- **Excerpt provided**
Not that he's perfect. He makes mistakes, cuts corners... does all the things that humans do.
But he cares, and admits that he cares. He never pretends to that myth "objectivity" or places himself "above the fray." He's the perfect human antidote to the lumbering CNN dinosaur that looks down in amusement at the 'little people'--never realizing that its time is done and completely oblivious to the need for change.
Which, of course, brings me to his letter today to CNN about this weeks' Gupta brouhaha.
In that letter, Moore makes point after good point (drawing attention to the point that Gupta hasn't the experience for the type of evaluation he was making is a particularly good one), but I'd like to draw attention to just a couple, those having to do with the dinoraur aspect of CNN.
In the old days, before the Internet, you could get away with it. Your victims had no way to set the record straight, to show the viewers how you had misrepresented the truth. But now, we can post the truth -- and back it up with evidence and facts -- on the web, for all to see.
On the Web, even CNN is trying to get "with it," recognizing that there's a new dynamic in the news field, with things like "iReports." On cable, however, it sticks to the old model. We tell you, and we don't make mistakes (at least, we don't draw attention to them--to yours, yes, but not to ours).
Moore makes it clear that CNN can't pass this off as a one-timer:
We are now going to start looking into the veracity of other reports you have aired on other topics. Nothing you say now can be believed. In 2002, the New York Times busted you for bringing celebrities on your shows and not telling your viewers they were paid spokespeople for the pharmaceutical companies. You promised never to do it again. But there you were, in 2005, talking to Joe Theismann, on air, as he pushed some drug company-sponsored website on prostate health. You said nothing about about his affiliation with GlaxoSmithKline.
Old habits die hard, and sometimes the only way to shock people out of bad habits is to embarrass them or shock them. What Moore is trying to do with CNN is in CNN's own best interest (Moore makes it clear that he actually likes the people of CNN).
Of course, being Michael Moore, he can't keep away from CNN's past failures:
You and the other networks were willing partners with Bush, flying flags all over the TV screens and never asking the hard questions that you should have asked. You might have prevented a war. You might have saved the lives of those 3,610 soldiers who are no longer with us. Instead, you blew air kisses at a commander in chief who clearly was making it all up. Millions of us knew that -- why didn't you? I think you did. And, in my opinion, that makes you responsible for this war.
There's never been "objectivity" at CNN, or a real position "above the fray." And that's what's so infuriating. Fox News may spout about "fair and balanced," but they really make little pretense at being so. Fox is dishonest, too, of course... but it lies to us with a wink and a smile.... Fox knows that we know that it lies, and doesn't care.
CNN pretends it is not lying... even now, after Moore has shown so clearly that it is... and does.
As I said at the start, if Michael Moore didn't exist, we'd have to invent him. Yes, the dinosauars are dying, but they could fall and crush us all. Moore is not just warning CNN, but us, giving us time to get out of the way of an unfolding disaster.

- **Data listing**
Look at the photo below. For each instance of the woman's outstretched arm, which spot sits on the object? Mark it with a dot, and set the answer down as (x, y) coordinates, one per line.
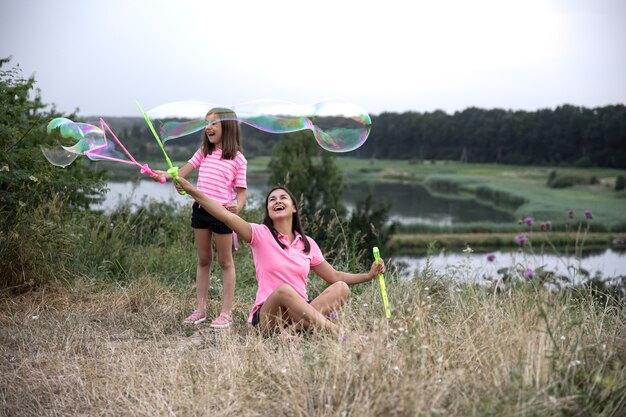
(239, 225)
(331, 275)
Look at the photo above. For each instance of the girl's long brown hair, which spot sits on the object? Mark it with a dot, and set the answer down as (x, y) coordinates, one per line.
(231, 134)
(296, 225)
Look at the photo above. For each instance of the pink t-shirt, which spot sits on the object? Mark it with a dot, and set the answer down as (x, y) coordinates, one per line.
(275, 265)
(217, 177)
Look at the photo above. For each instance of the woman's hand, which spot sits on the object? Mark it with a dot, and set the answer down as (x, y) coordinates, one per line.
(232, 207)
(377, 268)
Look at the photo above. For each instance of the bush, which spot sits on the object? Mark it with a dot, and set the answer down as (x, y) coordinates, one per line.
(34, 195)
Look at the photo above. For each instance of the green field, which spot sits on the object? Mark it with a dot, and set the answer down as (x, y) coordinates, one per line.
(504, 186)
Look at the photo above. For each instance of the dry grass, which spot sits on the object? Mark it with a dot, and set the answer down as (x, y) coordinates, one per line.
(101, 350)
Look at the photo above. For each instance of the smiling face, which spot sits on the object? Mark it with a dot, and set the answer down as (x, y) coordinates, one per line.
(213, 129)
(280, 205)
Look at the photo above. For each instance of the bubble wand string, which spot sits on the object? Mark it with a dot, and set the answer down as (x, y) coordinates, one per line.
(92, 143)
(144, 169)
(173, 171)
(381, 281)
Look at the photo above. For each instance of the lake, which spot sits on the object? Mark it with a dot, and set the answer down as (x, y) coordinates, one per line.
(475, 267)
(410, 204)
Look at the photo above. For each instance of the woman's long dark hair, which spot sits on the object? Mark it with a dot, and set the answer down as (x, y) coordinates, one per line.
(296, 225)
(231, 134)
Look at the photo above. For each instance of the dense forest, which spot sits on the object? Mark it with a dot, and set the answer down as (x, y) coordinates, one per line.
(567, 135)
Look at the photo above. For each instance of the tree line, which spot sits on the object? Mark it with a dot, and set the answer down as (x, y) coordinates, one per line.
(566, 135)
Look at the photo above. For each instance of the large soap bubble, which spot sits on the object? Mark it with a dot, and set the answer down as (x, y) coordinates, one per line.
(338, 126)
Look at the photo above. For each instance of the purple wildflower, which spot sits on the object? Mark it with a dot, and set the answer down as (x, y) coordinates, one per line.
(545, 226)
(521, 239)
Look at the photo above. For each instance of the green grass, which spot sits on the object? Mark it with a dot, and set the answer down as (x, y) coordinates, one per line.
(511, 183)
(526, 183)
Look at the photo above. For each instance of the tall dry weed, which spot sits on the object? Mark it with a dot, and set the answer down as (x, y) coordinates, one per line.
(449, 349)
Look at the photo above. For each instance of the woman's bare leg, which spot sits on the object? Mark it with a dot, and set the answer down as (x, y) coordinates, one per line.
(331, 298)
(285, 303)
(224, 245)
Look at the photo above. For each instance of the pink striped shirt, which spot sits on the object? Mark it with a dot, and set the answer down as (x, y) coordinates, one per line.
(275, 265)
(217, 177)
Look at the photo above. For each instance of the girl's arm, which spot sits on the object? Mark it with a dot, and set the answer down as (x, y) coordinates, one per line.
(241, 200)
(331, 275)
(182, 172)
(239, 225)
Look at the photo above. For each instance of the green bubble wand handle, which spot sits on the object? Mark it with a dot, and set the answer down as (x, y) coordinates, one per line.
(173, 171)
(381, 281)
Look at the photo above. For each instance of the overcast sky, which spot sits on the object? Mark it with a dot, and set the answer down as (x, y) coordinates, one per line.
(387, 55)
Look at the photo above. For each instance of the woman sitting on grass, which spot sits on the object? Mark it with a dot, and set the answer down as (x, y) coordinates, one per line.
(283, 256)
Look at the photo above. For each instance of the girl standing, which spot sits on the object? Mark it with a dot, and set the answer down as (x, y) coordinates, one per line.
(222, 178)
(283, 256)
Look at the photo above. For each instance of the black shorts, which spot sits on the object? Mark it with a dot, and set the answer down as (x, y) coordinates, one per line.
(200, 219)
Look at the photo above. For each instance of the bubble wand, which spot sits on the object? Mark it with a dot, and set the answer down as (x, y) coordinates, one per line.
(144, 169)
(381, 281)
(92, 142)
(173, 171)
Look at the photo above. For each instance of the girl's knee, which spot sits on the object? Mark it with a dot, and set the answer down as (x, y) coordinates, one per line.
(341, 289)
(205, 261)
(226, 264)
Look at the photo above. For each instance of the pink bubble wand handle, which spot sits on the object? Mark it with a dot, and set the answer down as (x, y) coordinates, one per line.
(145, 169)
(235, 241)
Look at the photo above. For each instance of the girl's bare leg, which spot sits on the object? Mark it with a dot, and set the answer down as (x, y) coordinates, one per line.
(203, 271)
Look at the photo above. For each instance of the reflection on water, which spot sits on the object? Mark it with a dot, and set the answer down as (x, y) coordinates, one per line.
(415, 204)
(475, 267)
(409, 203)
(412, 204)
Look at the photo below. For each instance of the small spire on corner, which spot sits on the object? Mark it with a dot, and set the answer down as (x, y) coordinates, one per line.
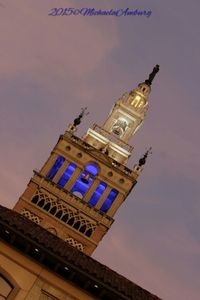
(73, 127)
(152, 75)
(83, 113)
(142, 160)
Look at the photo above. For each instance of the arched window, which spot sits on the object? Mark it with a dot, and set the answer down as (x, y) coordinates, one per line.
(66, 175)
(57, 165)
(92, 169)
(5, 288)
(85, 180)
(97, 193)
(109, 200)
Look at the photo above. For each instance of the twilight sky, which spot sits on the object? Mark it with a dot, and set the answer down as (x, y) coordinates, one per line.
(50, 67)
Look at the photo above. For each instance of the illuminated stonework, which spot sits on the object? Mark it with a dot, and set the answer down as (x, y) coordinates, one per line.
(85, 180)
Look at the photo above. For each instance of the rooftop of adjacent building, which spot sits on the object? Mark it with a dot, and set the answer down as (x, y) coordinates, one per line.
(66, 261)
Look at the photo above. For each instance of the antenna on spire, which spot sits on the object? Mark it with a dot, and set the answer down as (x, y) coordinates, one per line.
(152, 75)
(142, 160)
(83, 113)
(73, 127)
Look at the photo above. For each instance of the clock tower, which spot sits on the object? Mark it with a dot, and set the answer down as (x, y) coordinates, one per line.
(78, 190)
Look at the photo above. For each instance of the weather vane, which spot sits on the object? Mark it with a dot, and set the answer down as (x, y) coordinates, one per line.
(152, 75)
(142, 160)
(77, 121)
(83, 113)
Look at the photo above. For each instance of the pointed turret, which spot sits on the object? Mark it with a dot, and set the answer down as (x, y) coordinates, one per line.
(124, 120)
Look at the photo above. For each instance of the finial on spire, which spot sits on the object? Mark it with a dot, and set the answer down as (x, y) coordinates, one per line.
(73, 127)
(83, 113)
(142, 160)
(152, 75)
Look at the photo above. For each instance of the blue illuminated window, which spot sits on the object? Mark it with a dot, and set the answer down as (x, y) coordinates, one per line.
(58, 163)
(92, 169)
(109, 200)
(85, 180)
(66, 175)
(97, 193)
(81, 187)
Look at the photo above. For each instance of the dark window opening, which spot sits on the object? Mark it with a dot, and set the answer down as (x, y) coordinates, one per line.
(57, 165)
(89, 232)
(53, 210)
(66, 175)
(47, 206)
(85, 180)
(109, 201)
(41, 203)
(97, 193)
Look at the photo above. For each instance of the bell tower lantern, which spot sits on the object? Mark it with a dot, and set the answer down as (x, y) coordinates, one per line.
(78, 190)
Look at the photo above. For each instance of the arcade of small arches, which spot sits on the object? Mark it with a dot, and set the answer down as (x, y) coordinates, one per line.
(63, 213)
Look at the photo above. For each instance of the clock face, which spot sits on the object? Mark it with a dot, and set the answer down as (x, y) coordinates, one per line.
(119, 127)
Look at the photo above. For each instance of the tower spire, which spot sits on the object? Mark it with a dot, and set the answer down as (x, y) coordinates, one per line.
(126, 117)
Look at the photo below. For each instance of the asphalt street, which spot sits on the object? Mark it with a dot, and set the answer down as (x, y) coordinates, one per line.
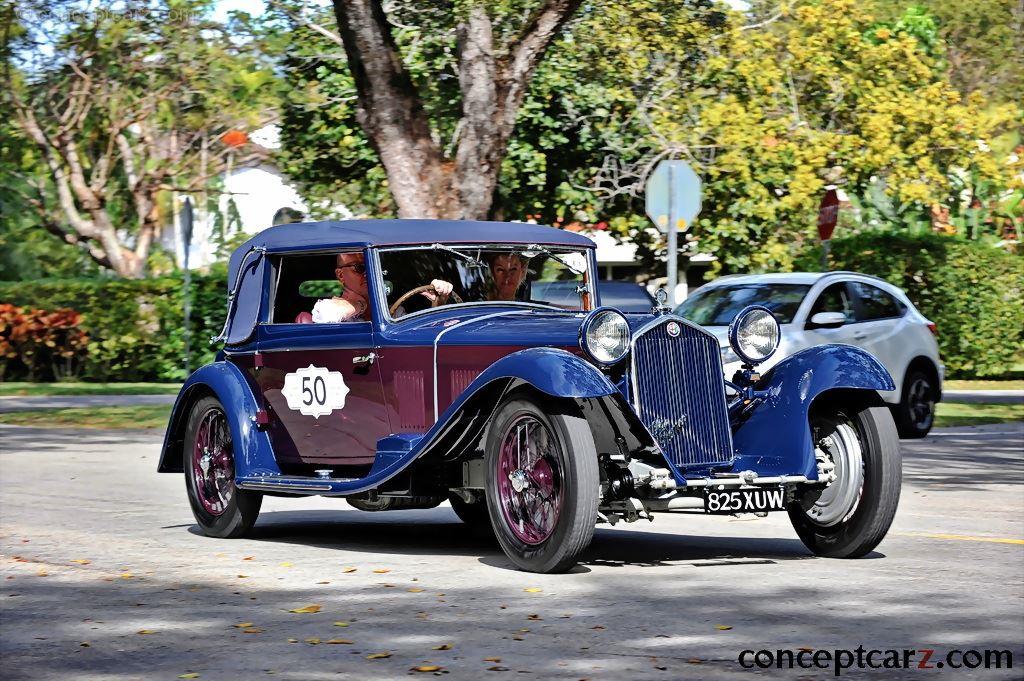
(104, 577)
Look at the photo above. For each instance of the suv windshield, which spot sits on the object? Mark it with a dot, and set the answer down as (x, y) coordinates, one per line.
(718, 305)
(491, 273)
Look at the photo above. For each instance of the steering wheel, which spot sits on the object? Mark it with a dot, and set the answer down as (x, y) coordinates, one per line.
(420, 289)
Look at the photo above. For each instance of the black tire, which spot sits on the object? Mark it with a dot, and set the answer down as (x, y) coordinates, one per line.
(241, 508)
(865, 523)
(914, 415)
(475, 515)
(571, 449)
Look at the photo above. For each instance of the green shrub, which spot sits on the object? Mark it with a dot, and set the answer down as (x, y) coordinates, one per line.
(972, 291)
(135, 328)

- **Work to complete**
Rewrite the passage of the commentary on Michael Moore's letter to CNN starting at "Not that he's" and ending at "aspect of CNN.", substituting "controversy" for "brouhaha".

- **Answer to this exercise**
Not that he's perfect. He makes mistakes, cuts corners... does all the things that humans do.
But he cares, and admits that he cares. He never pretends to that myth "objectivity" or places himself "above the fray." He's the perfect human antidote to the lumbering CNN dinosaur that looks down in amusement at the 'little people'--never realizing that its time is done and completely oblivious to the need for change.
Which, of course, brings me to his letter today to CNN about this weeks' Gupta controversy.
In that letter, Moore makes point after good point (drawing attention to the point that Gupta hasn't the experience for the type of evaluation he was making is a particularly good one), but I'd like to draw attention to just a couple, those having to do with the dinoraur aspect of CNN.